Can you replace "in this photo" with "in the picture" in the listing lines running from the line with "Identify one point on each instance of the small" through the end of the listing, keep everything else the same, and give back only those lines, leaving out the pictures?

Image object location entries
——
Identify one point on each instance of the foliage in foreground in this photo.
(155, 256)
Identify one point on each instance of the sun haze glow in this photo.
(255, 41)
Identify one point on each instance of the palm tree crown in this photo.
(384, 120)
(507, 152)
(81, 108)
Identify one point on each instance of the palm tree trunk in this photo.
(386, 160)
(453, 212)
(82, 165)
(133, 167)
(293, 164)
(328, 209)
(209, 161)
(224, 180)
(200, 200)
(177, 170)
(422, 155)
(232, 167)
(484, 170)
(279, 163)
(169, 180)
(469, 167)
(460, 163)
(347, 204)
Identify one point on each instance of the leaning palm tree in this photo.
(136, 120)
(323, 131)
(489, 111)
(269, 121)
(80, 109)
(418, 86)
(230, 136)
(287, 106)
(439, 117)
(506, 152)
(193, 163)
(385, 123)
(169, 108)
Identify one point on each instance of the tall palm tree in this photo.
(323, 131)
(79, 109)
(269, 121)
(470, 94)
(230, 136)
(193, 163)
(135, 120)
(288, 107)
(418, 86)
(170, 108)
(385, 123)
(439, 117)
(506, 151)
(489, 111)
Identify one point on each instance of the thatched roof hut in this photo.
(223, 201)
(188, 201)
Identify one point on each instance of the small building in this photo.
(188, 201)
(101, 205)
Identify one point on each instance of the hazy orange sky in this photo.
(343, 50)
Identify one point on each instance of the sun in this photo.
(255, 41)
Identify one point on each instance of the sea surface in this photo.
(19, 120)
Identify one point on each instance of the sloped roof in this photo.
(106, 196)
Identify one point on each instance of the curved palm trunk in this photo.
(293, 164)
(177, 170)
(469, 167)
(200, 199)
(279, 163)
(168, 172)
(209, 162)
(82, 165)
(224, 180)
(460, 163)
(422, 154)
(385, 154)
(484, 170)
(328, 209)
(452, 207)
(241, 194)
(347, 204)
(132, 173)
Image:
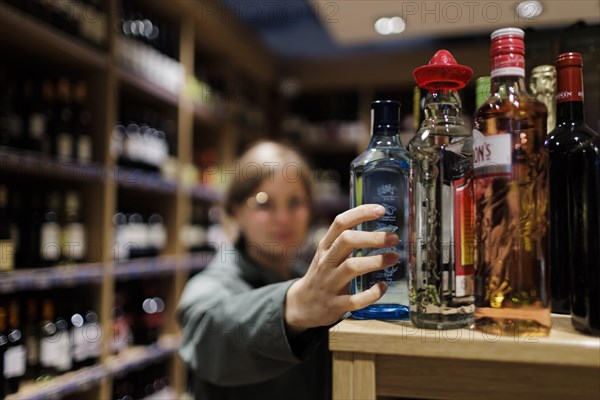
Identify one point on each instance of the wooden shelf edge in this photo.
(143, 180)
(564, 345)
(78, 381)
(46, 278)
(137, 356)
(39, 36)
(28, 162)
(61, 386)
(130, 80)
(93, 273)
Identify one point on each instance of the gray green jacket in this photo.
(234, 336)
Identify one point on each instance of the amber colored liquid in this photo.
——
◆ Result of the task:
Identify one point on each instance of the small building in the picture.
(188, 201)
(101, 205)
Identify one point on each instance of the hazy orange sky in the picture.
(343, 50)
Identify one point on each instance of the sun in the picture.
(255, 41)
Identify one point on each instance of the sea surface in the picture.
(19, 120)
Identify one point on each instance of the sloped roof in the picture.
(106, 196)
Identify one point on each instance of the curved palm trunk in the picture.
(293, 164)
(177, 170)
(469, 167)
(200, 199)
(279, 163)
(168, 172)
(209, 162)
(82, 165)
(224, 180)
(460, 163)
(422, 154)
(385, 154)
(484, 170)
(328, 209)
(452, 207)
(241, 194)
(347, 204)
(132, 173)
Image:
Identify one point on each instance of the wooden shelf edge in the picture.
(143, 180)
(564, 345)
(78, 381)
(46, 278)
(137, 356)
(39, 36)
(28, 162)
(61, 386)
(130, 80)
(93, 273)
Identify one point on each instance of the gray green jacket in the picture.
(234, 336)
Identify one point on each instance of the amber colored liquid in the picture.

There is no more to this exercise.